WRITTEN PROBLEM — Put every line of the records below into a JSON list of strings, with one string per line and any blank lines omitted.

Excerpts from a point labeling dataset —
________
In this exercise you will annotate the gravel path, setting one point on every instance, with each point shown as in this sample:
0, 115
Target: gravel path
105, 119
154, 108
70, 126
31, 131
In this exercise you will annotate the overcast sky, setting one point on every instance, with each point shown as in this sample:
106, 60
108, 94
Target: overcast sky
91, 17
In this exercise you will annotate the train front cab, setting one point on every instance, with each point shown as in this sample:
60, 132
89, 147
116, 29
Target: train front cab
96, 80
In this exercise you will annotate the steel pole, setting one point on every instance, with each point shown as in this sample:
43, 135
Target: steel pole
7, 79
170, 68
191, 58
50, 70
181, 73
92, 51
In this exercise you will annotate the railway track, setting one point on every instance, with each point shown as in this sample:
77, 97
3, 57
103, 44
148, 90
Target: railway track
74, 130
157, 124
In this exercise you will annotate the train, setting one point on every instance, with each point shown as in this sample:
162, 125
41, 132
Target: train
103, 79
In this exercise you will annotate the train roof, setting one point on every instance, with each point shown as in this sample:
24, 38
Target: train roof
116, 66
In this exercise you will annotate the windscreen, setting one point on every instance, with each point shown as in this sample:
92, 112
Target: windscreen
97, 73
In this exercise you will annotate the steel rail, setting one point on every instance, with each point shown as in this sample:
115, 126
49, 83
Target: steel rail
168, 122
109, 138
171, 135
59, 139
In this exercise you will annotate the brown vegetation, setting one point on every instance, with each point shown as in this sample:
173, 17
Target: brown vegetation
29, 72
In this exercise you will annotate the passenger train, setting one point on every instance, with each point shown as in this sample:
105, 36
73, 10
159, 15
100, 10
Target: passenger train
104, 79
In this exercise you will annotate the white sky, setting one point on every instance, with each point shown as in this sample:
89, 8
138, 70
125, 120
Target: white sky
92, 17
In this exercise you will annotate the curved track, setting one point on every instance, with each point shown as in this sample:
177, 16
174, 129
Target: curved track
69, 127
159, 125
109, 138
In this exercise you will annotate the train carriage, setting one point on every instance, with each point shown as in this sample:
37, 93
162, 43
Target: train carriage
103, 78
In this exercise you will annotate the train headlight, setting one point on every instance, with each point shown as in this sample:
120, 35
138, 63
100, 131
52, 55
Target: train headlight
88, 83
________
SOLUTION BELOW —
[
  "In this exercise you will annotate the gravel path, setting one point on every instance, with each point shown as in this sample:",
  "0, 115",
  "Target: gravel path",
  "105, 119",
  "154, 108",
  "70, 126",
  "31, 131",
  "In this exercise you will annotate the overcast sky, setting one point on every instance, with each point shown as in this sample:",
  "106, 60",
  "108, 94",
  "Target: overcast sky",
  "91, 17",
  "In this exercise you will annotate the train front cab, setting one point on every instance, with each point shown as in this sample:",
  "60, 132",
  "89, 147",
  "116, 29",
  "Target: train front cab",
  "96, 80",
  "In this exercise you will annotate the steel pole, setting one point on every instance, with each point shown as in this sample:",
  "43, 135",
  "Target: steel pole",
  "7, 79",
  "170, 68",
  "191, 58",
  "50, 70",
  "181, 73",
  "92, 51",
  "In this exercise you will annotate the railway track, setting one point on every instance, with each point shown as in this sample:",
  "77, 97",
  "3, 57",
  "103, 44",
  "148, 90",
  "Target: railway track",
  "74, 130",
  "157, 124",
  "In this exercise you will annotate the train, setting one point on every instance, with each point shown as in this sample:",
  "162, 125",
  "41, 132",
  "Target: train",
  "103, 79",
  "In this exercise you will annotate the train roof, setting one point on every instance, with each point shown as in this sample:",
  "24, 38",
  "Target: train roof",
  "116, 66",
  "In this exercise you will annotate the windscreen, setting one point on every instance, with each point shown as in this sample:",
  "92, 112",
  "Target: windscreen",
  "97, 73",
  "In this exercise you will annotate the steel rail, setting one point on every instance, with each point shown as in this sample:",
  "115, 126",
  "49, 83",
  "Target: steel rail",
  "168, 122",
  "109, 138",
  "171, 135",
  "59, 139",
  "In this exercise you will annotate the brown vegetation, setting one point on every instance, with each point shown as in this sample:",
  "173, 17",
  "Target: brown vegetation",
  "29, 72",
  "In this exercise you will annotate the passenger train, setting one point on every instance, with each point shown as in this sample:",
  "105, 36",
  "73, 10",
  "159, 15",
  "100, 10",
  "Target: passenger train",
  "104, 79",
  "In this exercise you will annotate the white sky, setting one point on every instance, with each point shown as in this sample:",
  "89, 8",
  "138, 70",
  "125, 120",
  "Target: white sky",
  "92, 17",
  "In this exercise you will annotate the curved track, setting one point on every instance, with each point shown as in this sample:",
  "177, 16",
  "174, 129",
  "Target: curved track",
  "69, 127",
  "159, 125",
  "109, 138",
  "In this exercise you will annotate the train carriage, setting one point on every instance, with each point shown as in this sample:",
  "37, 93",
  "162, 43",
  "Target: train carriage",
  "103, 78",
  "In this exercise you will annotate the train headlight, setting one point on every instance, with each point shown as in this sample:",
  "120, 35",
  "138, 63",
  "100, 131",
  "52, 55",
  "Target: train headlight",
  "88, 83"
]